# DATA IN THIS EXERCISE:

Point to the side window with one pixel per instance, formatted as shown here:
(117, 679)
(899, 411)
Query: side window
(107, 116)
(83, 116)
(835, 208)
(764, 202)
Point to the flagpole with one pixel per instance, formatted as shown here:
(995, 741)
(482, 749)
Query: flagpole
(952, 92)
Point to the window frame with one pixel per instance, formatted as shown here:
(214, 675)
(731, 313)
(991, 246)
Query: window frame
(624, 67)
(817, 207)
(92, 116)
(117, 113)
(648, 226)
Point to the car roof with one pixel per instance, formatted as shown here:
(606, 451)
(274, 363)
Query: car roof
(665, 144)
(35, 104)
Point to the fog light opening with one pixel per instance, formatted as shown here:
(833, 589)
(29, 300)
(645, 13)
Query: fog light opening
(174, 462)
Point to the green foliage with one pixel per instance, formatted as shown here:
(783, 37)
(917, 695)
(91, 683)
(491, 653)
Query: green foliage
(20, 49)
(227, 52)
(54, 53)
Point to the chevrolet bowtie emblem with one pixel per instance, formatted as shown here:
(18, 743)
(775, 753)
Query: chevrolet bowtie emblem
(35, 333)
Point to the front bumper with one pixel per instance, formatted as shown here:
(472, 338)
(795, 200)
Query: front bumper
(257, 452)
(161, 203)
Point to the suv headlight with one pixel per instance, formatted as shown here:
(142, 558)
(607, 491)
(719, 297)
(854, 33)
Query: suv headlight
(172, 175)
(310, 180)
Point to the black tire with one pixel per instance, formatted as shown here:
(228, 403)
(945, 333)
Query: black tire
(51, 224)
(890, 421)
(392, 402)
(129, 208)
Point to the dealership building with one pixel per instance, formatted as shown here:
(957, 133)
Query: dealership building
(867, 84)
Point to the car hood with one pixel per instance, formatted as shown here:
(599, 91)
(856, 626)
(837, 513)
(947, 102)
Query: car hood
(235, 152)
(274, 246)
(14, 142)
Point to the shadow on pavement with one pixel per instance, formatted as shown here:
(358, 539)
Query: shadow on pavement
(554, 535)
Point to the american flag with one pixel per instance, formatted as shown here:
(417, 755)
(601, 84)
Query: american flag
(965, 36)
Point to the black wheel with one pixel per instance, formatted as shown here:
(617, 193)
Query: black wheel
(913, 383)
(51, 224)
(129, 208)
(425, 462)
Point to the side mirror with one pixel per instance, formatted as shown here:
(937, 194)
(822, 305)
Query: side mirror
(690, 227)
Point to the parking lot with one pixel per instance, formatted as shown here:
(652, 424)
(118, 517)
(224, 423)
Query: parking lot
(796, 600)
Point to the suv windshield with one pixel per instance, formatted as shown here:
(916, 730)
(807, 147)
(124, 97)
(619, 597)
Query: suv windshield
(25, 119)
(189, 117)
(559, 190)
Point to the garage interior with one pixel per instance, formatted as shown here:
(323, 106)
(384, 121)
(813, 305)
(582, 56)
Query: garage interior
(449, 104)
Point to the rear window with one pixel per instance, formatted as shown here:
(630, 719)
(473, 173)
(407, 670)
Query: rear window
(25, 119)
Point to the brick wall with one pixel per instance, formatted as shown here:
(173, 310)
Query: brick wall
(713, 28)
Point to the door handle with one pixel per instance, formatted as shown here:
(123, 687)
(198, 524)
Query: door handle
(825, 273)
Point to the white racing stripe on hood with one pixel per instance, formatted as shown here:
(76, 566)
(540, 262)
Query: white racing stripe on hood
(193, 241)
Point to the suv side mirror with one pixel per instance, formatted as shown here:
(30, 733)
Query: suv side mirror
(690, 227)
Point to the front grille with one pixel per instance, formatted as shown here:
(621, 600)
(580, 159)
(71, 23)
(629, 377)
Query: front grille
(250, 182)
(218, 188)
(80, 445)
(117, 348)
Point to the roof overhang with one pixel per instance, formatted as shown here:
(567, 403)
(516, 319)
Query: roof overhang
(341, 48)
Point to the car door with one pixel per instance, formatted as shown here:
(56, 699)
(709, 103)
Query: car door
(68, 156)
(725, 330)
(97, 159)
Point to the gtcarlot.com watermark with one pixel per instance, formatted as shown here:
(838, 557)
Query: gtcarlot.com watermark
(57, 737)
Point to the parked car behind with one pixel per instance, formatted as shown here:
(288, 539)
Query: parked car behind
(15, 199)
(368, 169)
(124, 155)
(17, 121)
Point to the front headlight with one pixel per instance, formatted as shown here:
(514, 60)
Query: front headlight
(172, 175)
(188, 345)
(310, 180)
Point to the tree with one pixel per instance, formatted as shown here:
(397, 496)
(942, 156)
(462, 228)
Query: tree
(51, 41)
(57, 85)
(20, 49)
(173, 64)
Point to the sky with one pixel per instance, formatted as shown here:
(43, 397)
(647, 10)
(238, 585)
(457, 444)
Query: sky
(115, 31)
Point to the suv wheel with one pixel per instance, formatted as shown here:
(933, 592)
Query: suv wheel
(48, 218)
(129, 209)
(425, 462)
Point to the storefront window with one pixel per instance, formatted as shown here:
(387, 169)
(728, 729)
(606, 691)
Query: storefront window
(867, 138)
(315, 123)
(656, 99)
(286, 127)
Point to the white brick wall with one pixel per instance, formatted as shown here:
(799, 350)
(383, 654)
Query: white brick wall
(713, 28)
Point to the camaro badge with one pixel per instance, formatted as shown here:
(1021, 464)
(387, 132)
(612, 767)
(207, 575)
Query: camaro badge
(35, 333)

# EXERCISE DIRECTIONS:
Retype the whole listing above exactly as it appears.

# RESPONSE TO THIS EXERCISE:
Point to the side window with one pixel per instance, formatted as shown here:
(117, 679)
(899, 411)
Query: side window
(107, 116)
(83, 116)
(835, 208)
(764, 202)
Point to the flagpole with one pixel per instance, formatted as shown here:
(995, 741)
(482, 749)
Query: flagpole
(952, 92)
Point to the window frame with one pixel per instance, formatted as shown here:
(214, 675)
(731, 313)
(991, 246)
Query: window frame
(624, 67)
(817, 207)
(92, 116)
(117, 113)
(648, 226)
Point to the car roof with one pixel per instance, formatted as shown here:
(606, 451)
(274, 363)
Query: car roof
(665, 144)
(35, 104)
Point to the fog light opening with one pixel per instance, formatted as shown here:
(833, 589)
(29, 300)
(645, 13)
Query: fog light opening
(174, 462)
Point to the green foliage with one pixel per instance, formatted as shown here:
(783, 37)
(917, 695)
(91, 683)
(491, 653)
Query: green foliage
(20, 49)
(227, 52)
(54, 53)
Point to the chevrolet bowtie emblem with one pixel per instance, formatted as shown here:
(18, 743)
(775, 753)
Query: chevrolet bowtie emblem
(35, 333)
Point to the front bumper with one pixel per instance, formatted as shown here:
(472, 338)
(795, 200)
Query: front bumper
(257, 452)
(161, 203)
Point to the suv headlight with one pixel per instance, formatted as shown here:
(142, 558)
(607, 491)
(719, 297)
(854, 33)
Query: suv headlight
(172, 175)
(310, 180)
Point to the black tire with one pixel per instance, formatted as shown here:
(228, 403)
(945, 333)
Query: black tire
(51, 224)
(890, 421)
(392, 402)
(129, 208)
Point to the dealership building with one pixel per instance, formatted as shown here:
(957, 133)
Query: dealership building
(867, 84)
Point to the car hood with one pixel per instance, formatted as shown here:
(599, 91)
(856, 626)
(837, 513)
(947, 102)
Query: car hood
(235, 152)
(274, 246)
(14, 142)
Point to the shadow on pavement with one pixel per instance, formatted as shown here:
(358, 539)
Query: shadow on pavement
(554, 535)
Point to the american flag with one pixel per instance, formatted as shown here:
(417, 755)
(601, 84)
Query: american flag
(965, 36)
Point to the black wheel with one pixel per instance, formatted as shown here:
(617, 193)
Query: black wheel
(913, 383)
(51, 224)
(129, 208)
(425, 462)
Point to the side mirror with one pixel per instance, formatted as shown here:
(937, 194)
(822, 305)
Query: side mirror
(690, 227)
Point to the parking lot with one pixel per instance, formatted as shown here:
(652, 424)
(118, 517)
(224, 423)
Query: parking lot
(796, 600)
Point to the suv windshield with one pixel per instance, formatted as shown here:
(916, 730)
(807, 147)
(124, 97)
(619, 597)
Query: suv windshield
(25, 119)
(189, 117)
(559, 190)
Point to the garage interior with one pixel per instance, formatted as shown here:
(323, 106)
(384, 121)
(813, 305)
(582, 56)
Query: garage interior
(449, 104)
Point to the rear window with one pixel per instance, formatted as shown here:
(630, 719)
(473, 173)
(407, 670)
Query: rear window
(25, 119)
Point to the brick wall with one pixel per instance, formatted as shown here:
(173, 310)
Query: brick wall
(713, 28)
Point to the door handle with one pixel per instance, formatted as shown here:
(123, 687)
(198, 524)
Query: door handle
(825, 273)
Point to the white racing stripe on hood with one pixel per instance, formatted as shown here:
(76, 566)
(540, 262)
Query: white racing stripe on hood
(193, 241)
Point to the suv side mirror with one pixel per instance, formatted as shown here:
(30, 733)
Query: suv side mirror
(690, 227)
Point to the front grille with one pixel per instance, formatted as shown here:
(621, 600)
(580, 159)
(71, 23)
(629, 377)
Query: front grille
(250, 182)
(218, 188)
(80, 445)
(117, 348)
Point to the roof overhang with one pixel per instance, formatted as shown here:
(567, 403)
(516, 319)
Query: roof overhang
(341, 48)
Point to the car door with one pixel per instance, formatted as shown here:
(56, 699)
(709, 103)
Query: car door
(68, 156)
(725, 330)
(97, 159)
Point to the gtcarlot.com watermark with one pixel per instance, formatted as shown here:
(838, 557)
Query: gtcarlot.com watermark
(57, 737)
Point to the parked car behind with one pixel per instance, formatted as shown here:
(288, 539)
Query: parked car behind
(15, 199)
(368, 169)
(124, 155)
(17, 121)
Point to the front headlight with one pixel per instance, formatted as shown here:
(514, 60)
Query: front headlight
(172, 175)
(188, 345)
(310, 180)
Point to the tree with one pixel per instance, formatted as shown here:
(397, 496)
(942, 156)
(462, 228)
Query: tree
(51, 41)
(57, 85)
(20, 49)
(173, 64)
Point to the sky with one pixel per instance, formatted as shown here:
(43, 397)
(647, 10)
(238, 585)
(457, 444)
Query: sky
(115, 31)
Point to the suv wheel with one pixel per instance, formatted as shown here:
(933, 592)
Query: suv wheel
(48, 218)
(129, 209)
(425, 462)
Point to the storefront window with one pixel per instance, formatted as shown here:
(387, 169)
(728, 729)
(606, 691)
Query: storefront window
(867, 138)
(315, 123)
(656, 99)
(286, 127)
Point to the white brick wall with one pixel per instance, formatted as shown here:
(799, 350)
(383, 654)
Query: white brick wall
(713, 28)
Point to the camaro badge with one pixel per instance, formatted as shown here:
(1021, 464)
(387, 132)
(612, 767)
(207, 575)
Query: camaro badge
(35, 333)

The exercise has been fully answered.